Prompt A -
In the Classic Cliche profile, how much was paid for Classic Cliche at the Goffs sales in October 1993, and who bought him?
Prompt B -
Using the Classic Cliche profile, decide whether each statement agrees with it: (i) Classic Cliche won his first race by a head; (ii) Classic Cliche was bred in Britain; (iii) Classic Cliche's dam also produced a Yorkshire Oaks winner. Answer yes or no for each, quoting the words of the profile that decide it.
Prompt C -
Transcribe the passage of the Classic Cliche profile word for word, starting at "Irish-bred Thoroughbred racehorse" and ending at "Ascot Gold Cup.".

- Racing colours of Godolphin
- Sire: Salse
- Grandsire: Topsider
- Dam: Pato
- Damsire: High Top
- Sex: Stallion
- Foaled: 13 March 1992
- Country: Ireland
- Colour: Bay
- Breeder: Victor Matthews
- Owner: Ivan Allan Godolphin
- Trainer: Henry Cecil Saeed bin Suroor
- Record: 16: 6-5-0
- Earnings: £678,705

Major wins
- Dante Stakes (1995) St. Leger Stakes (1995) Yorkshire Cup (1996) Ascot Gold Cup (1996) Prix Kergorlay (1997)

= Classic Cliche =

Irish-bred Thoroughbred racehorse

Classic Cliche (13 March 1992 – 25 August 2016), was a Thoroughbred racehorse and active sire who was bred in Ireland and trained in Britain and the United Arab Emirates. In a career which lasted from August 1994 until September 1997, he ran sixteen times and won six races. He recorded his most important success when winning the Classic St. Leger Stakes as a three-year-old in 1995, the same year in which he won the Dante Stakes. In the following season he became the first Classic winner in fifty years to win the Ascot Gold Cup.

==Background==
Classic Cliche was a bay horse with a white star sired by the Prix de la Forêt winner Salse, whose progeny also included the Queen Elizabeth II Stakes winner Air Express and the Turf Classic Invitational Stakes winner Timboroa. Classic Cliche's dam Pato also produced the Yorkshire Oaks winner My Emma and was a member of the same Thoroughbred family which produced The Derby winners Blakeney and Morston.
Classic Cliche was consigned by the Nidd Park Stud to the Tattersalls sales as a foal in November 1992 where he was sold for 13,500 guineas by N. Magill. In October 1993 the yearling was sent to the Goffs sales in Ireland and was bought for IR£85,000 by the Malaysian businessman Ivan Allan. Allan sent the colt into training with Henry Cecil at Warren Place stables at Newmarket.

==Racing career==

===1994: two-year-old season===
Classic Cliche made his racecourse debut in a seven furlong maiden race at Newmarket on 26 August. Ridden by Pat Eddery he started 6/5 favourite and "held on well" in the closing stages to win by a head from Okavango. A month later, he started favourite for a minor stakes race at Ascot in which he was beaten a short head by Wijara, with the future multiple Group One winner Luso finishing fourth. At the end of the year, Classic Cliche was sold to Sheikh Mohammed's Godolphin organisation and transferred to the stable of Saeed bin Suroor.

Entries shown -
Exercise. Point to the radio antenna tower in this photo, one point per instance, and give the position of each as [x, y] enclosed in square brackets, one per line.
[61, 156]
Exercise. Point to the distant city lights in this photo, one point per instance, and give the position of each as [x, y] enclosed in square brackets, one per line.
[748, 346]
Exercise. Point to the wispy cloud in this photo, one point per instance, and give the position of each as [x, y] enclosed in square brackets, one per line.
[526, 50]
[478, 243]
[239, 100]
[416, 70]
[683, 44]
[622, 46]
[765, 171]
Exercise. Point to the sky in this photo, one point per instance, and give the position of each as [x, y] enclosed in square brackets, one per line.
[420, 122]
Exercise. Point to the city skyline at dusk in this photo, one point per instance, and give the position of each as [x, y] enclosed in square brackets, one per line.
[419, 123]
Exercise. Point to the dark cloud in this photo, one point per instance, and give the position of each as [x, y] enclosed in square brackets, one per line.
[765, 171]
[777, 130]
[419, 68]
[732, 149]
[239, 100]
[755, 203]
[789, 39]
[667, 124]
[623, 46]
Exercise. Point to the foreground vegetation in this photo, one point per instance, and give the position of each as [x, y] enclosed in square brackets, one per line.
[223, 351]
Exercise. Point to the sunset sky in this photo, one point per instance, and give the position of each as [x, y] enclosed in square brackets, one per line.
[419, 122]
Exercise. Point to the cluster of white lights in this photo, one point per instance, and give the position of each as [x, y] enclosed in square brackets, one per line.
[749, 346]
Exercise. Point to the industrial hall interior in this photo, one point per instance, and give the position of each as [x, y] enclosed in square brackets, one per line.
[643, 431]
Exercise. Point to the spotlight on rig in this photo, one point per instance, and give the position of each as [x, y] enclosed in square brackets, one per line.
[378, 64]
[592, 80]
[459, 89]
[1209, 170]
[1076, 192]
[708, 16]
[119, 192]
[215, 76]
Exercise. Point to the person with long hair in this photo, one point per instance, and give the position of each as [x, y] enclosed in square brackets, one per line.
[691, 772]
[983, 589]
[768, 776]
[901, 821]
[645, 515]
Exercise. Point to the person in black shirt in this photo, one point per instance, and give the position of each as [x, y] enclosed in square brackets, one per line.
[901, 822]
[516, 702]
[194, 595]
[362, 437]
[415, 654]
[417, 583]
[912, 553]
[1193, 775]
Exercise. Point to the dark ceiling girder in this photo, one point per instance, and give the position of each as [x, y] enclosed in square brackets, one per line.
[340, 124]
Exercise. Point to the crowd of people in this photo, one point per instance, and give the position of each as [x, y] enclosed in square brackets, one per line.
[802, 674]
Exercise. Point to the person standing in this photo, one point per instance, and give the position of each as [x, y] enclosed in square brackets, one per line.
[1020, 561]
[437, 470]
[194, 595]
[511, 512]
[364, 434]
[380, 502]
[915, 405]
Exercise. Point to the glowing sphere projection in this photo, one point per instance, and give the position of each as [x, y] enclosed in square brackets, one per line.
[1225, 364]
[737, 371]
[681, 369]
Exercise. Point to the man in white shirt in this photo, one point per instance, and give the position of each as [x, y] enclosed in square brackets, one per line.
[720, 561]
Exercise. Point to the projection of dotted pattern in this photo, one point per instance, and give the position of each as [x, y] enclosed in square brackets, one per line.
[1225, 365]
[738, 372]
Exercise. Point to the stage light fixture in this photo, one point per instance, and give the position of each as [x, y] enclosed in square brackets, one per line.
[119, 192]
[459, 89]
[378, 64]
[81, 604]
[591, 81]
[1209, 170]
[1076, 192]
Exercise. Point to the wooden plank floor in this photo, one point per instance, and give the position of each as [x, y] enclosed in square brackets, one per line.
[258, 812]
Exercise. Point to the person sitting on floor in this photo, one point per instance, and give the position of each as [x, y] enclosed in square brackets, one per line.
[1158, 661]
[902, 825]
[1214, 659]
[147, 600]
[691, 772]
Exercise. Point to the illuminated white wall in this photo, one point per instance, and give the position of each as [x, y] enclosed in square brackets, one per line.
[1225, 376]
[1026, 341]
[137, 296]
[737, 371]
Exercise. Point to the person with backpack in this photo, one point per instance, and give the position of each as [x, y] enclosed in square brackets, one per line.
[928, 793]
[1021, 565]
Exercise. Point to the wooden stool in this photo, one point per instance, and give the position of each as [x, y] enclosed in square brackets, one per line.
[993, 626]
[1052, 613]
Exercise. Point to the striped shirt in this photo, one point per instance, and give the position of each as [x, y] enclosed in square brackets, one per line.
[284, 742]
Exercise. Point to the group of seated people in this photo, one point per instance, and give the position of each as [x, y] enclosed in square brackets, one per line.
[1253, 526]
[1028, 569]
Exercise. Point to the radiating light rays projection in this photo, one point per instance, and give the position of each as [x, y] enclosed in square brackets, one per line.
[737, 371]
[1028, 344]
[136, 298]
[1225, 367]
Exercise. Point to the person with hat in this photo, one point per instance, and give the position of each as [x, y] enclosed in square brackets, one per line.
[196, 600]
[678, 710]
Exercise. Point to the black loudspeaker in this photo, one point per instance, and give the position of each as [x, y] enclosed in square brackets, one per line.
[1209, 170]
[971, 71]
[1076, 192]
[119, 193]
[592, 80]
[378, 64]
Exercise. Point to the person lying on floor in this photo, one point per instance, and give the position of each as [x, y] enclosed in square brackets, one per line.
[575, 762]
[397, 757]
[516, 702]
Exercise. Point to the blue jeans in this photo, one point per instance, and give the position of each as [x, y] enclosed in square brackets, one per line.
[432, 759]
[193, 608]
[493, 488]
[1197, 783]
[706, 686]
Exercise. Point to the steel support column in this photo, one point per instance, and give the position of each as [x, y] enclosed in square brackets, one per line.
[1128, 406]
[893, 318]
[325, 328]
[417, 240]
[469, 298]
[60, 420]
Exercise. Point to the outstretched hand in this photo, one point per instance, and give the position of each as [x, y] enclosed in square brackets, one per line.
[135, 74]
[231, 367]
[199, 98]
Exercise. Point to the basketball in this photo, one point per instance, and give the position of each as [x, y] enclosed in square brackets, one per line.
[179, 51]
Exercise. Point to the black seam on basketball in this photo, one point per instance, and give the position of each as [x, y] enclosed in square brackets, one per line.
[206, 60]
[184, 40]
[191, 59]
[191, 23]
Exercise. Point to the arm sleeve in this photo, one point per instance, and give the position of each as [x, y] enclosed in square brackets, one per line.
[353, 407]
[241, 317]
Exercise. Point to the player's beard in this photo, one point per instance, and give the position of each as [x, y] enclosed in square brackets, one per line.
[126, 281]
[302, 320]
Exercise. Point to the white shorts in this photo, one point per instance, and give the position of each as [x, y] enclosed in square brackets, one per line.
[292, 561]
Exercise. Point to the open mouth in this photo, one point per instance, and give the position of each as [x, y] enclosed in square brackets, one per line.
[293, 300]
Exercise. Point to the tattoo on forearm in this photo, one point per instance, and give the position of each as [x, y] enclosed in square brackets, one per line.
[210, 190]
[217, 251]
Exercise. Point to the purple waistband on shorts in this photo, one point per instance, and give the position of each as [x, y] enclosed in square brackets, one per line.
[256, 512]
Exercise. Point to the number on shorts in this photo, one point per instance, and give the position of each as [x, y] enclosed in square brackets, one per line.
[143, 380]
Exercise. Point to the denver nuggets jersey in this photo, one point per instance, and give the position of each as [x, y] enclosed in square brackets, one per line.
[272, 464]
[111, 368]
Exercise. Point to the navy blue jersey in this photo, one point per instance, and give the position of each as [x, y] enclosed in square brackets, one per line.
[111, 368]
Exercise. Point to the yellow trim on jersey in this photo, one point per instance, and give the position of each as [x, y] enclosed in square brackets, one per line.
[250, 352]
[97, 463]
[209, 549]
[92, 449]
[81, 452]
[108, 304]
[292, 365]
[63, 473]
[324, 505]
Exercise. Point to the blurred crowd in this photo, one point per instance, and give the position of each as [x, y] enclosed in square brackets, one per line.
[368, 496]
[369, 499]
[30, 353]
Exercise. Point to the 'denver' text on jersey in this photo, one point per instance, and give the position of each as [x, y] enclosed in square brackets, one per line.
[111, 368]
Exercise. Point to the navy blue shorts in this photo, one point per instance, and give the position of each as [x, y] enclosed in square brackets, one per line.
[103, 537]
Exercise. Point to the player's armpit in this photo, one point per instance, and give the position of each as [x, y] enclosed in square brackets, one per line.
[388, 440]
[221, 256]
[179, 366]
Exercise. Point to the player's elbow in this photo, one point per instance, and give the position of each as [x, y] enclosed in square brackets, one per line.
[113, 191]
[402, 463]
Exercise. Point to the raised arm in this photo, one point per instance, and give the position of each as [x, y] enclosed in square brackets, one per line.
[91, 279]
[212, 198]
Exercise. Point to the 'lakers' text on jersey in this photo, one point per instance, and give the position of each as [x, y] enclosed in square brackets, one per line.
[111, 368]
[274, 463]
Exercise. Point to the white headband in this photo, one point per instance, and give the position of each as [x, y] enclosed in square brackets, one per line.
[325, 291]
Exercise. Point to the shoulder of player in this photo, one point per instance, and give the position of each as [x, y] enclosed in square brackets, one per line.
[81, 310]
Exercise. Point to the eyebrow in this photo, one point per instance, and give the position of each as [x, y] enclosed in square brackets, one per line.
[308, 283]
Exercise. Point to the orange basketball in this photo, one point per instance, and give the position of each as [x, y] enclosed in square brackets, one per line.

Expected answer A -
He was bought for IR£85,000 by the Malaysian businessman Ivan Allan.

Expected answer B -
(i) Yes: "held on well" in the closing stages to win by a head from Okavango.
(ii) No: "was bred in Ireland and trained in Britain and the United Arab Emirates."
(iii) Yes: "Classic Cliche's dam Pato also produced the Yorkshire Oaks winner My Emma."

Expected answer C -
Irish-bred Thoroughbred racehorse

Classic Cliche (13 March 1992 – 25 August 2016), was a Thoroughbred racehorse and active sire who was bred in Ireland and trained in Britain and the United Arab Emirates. In a career which lasted from August 1994 until September 1997, he ran sixteen times and won six races. He recorded his most important success when winning the Classic St. Leger Stakes as a three-year-old in 1995, the same year in which he won the Dante Stakes. In the following season he became the first Classic winner in fifty years to win the Ascot Gold Cup.